• _The task_:
All of the records should be given back exactly and in full.

Stored items from a collection:
● ● ● ● ●

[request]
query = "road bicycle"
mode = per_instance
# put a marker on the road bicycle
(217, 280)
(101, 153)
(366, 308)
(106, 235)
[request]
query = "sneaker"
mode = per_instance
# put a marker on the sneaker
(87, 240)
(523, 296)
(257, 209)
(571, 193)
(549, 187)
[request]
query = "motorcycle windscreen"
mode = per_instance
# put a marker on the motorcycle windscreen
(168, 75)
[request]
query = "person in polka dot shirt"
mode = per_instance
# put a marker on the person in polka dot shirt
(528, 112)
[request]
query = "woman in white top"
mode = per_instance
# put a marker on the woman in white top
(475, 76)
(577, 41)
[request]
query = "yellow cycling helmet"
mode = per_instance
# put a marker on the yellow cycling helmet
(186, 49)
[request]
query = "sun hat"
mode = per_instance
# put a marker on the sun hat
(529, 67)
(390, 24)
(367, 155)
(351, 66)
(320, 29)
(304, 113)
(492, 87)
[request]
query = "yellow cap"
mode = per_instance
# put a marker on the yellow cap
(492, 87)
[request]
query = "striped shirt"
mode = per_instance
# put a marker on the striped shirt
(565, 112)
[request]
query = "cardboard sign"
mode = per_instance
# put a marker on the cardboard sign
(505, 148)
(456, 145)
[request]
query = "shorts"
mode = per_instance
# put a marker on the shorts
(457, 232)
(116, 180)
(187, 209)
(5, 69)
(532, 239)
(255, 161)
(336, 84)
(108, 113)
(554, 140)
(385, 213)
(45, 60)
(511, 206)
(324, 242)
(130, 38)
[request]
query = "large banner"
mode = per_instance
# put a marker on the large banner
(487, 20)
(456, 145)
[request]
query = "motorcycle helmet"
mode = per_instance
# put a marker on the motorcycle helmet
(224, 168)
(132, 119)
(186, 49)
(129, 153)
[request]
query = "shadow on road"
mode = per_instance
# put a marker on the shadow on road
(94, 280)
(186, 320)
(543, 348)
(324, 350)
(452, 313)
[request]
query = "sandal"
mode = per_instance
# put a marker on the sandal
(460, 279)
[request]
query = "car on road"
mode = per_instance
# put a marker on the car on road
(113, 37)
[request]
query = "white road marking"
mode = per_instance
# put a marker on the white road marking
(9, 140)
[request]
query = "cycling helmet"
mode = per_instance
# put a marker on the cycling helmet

● ● ● ● ●

• _Result below_:
[request]
query = "road bicycle"
mode = per_instance
# put a marker on the road bicycle
(217, 280)
(101, 153)
(366, 308)
(106, 235)
[request]
query = "sneaker"
mode = per_instance
# put a marker on the sneaker
(87, 240)
(523, 296)
(257, 209)
(571, 193)
(549, 187)
[request]
query = "motorcycle windscreen"
mode = per_instance
# put a marker on the motorcycle windscreen
(168, 75)
[request]
query = "person in polka dot shirt"
mode = per_instance
# put a marker on the person in polka dot shirt
(528, 112)
[request]
query = "woman in white top"
mode = per_instance
# put a marker on the woman in white top
(475, 76)
(577, 41)
[request]
query = "yellow cycling helmet"
mode = per_instance
# put a marker on the yellow cycling helmet
(186, 49)
[request]
query = "sun hat"
mode = per_instance
# put a marker on the sun hat
(529, 67)
(390, 24)
(367, 155)
(351, 66)
(320, 29)
(304, 113)
(492, 87)
[request]
query = "yellow cap"
mode = per_instance
# put a marker on the yellow cap
(492, 87)
[request]
query = "striped shirt"
mode = per_instance
# put a marker on the striped shirt
(565, 112)
[request]
query = "cardboard sign"
mode = per_instance
# put a marker on the cardboard sign
(505, 148)
(456, 145)
[request]
query = "shorts"
mode = per_instance
# put a marker on the shorts
(457, 232)
(116, 180)
(187, 209)
(5, 69)
(532, 239)
(255, 161)
(336, 84)
(108, 113)
(554, 140)
(385, 213)
(45, 60)
(511, 206)
(324, 242)
(130, 38)
[request]
query = "large banner"
mode = per_instance
# put a marker on the large banner
(487, 20)
(456, 145)
[request]
query = "motorcycle helmet"
mode = per_instance
# put a marker on the motorcycle helmet
(224, 168)
(132, 119)
(186, 49)
(129, 153)
[request]
query = "shadow on road"
mode = per_instance
# put a marker on the shadow on road
(94, 280)
(186, 320)
(543, 348)
(324, 350)
(452, 313)
[request]
query = "sandal"
mode = per_instance
# put a marker on the sandal
(460, 279)
[request]
query = "car on road"
mode = per_instance
# put a marker on the car on road
(113, 37)
[request]
query = "white road marking"
mode = per_instance
# put a marker on the white road marking
(9, 140)
[request]
query = "cycling helmet"
mode = per_instance
# put a marker on the cycling helmet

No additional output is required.